---------- SOURCE MATERIAL

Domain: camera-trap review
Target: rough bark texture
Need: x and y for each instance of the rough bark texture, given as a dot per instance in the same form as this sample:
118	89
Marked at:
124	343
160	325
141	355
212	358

--------------------

:: DIRECTIONS FOR THIS TASK ::
Your task is to retype all of the records exactly.

:: COMPLETED EXERCISE ::
Domain: camera-trap review
Target: rough bark texture
Need: x and y for each instance of the rough bark texture, given as a dot per instance in the same form as this sample:
118	89
Marked at:
124	343
160	325
141	355
212	358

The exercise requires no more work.